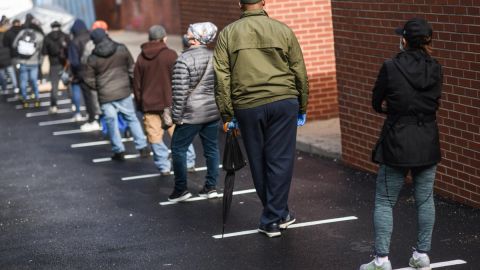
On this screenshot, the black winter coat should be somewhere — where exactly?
[83,38,134,104]
[372,50,443,168]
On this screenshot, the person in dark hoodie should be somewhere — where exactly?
[360,18,443,270]
[43,21,70,113]
[133,25,195,175]
[12,13,44,108]
[68,19,90,121]
[84,28,150,161]
[2,19,22,93]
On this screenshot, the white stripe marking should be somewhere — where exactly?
[7,93,50,102]
[38,117,87,127]
[394,258,467,270]
[122,165,223,181]
[212,216,358,239]
[15,99,72,110]
[159,188,256,206]
[53,129,98,136]
[25,106,85,117]
[70,138,133,148]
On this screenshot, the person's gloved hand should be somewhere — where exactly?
[223,117,239,132]
[297,113,307,127]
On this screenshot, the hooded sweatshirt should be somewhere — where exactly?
[133,41,177,113]
[68,19,90,83]
[84,37,134,104]
[372,50,442,167]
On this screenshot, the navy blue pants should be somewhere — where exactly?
[235,99,298,224]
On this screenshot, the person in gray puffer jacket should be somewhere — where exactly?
[168,22,220,202]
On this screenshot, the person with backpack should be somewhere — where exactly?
[83,28,150,161]
[67,19,90,122]
[12,14,44,108]
[133,25,195,175]
[43,21,70,113]
[168,22,220,202]
[360,18,443,270]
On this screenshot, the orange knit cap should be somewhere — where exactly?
[92,20,108,31]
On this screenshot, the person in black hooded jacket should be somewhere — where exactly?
[360,18,443,270]
[83,28,150,161]
[42,21,70,113]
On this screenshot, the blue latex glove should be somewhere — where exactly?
[227,117,238,130]
[297,113,307,127]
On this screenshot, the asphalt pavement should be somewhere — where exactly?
[0,89,480,270]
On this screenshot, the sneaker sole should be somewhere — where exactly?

= = = = = = =

Your objective
Copy every row above word for word, but leave out the pictures.

Written reply
On this screenshot, the black winter coat should be somewhere — where exactly?
[83,38,134,104]
[372,50,443,168]
On this screenshot, the person in dark hoodie should be somewhere — where exactly?
[360,18,443,270]
[43,21,70,113]
[133,25,195,175]
[12,13,44,108]
[68,19,90,121]
[84,28,150,161]
[2,19,22,93]
On this screenshot, the white stripe marking should be somewhere — where exactly?
[7,93,50,102]
[38,117,87,127]
[394,258,467,270]
[122,165,223,181]
[212,216,358,239]
[15,99,72,110]
[159,188,256,206]
[53,129,98,136]
[25,106,85,117]
[70,138,133,148]
On this screenshot, the person's gloved hand should be somewhere — where exactly?
[223,117,239,132]
[297,113,307,127]
On this screenshot, the hooded sweatshirt should be somewhere — where exactly?
[133,41,177,113]
[68,19,90,83]
[84,37,134,104]
[372,50,442,167]
On this screenshot, the navy blue pants should be somewhere — where exactly?
[235,99,298,224]
On this screenshot, the person in gray puffer jacket should be somewhere — where exactly?
[168,22,220,202]
On this screenshot, the person with backpack should be somewhere — where exactly?
[83,28,150,161]
[67,19,90,122]
[12,14,44,108]
[133,25,195,175]
[43,21,70,113]
[168,22,220,202]
[360,18,443,270]
On this screenshot, the orange knit cap should be somewhere — where exactly?
[92,20,108,31]
On this screenshot, the person in black hooded jacket should be somewhere — where exactly?
[360,18,443,270]
[83,28,150,161]
[42,21,70,113]
On this screenshot, the blue latex glove should be somewhere — where exactly?
[227,117,238,130]
[297,113,307,127]
On this screenshot, the asphalt pavement should be somewhere — where exactly?
[0,89,480,270]
On this screenshot, the sneaker sole should be somewhere — where exactly?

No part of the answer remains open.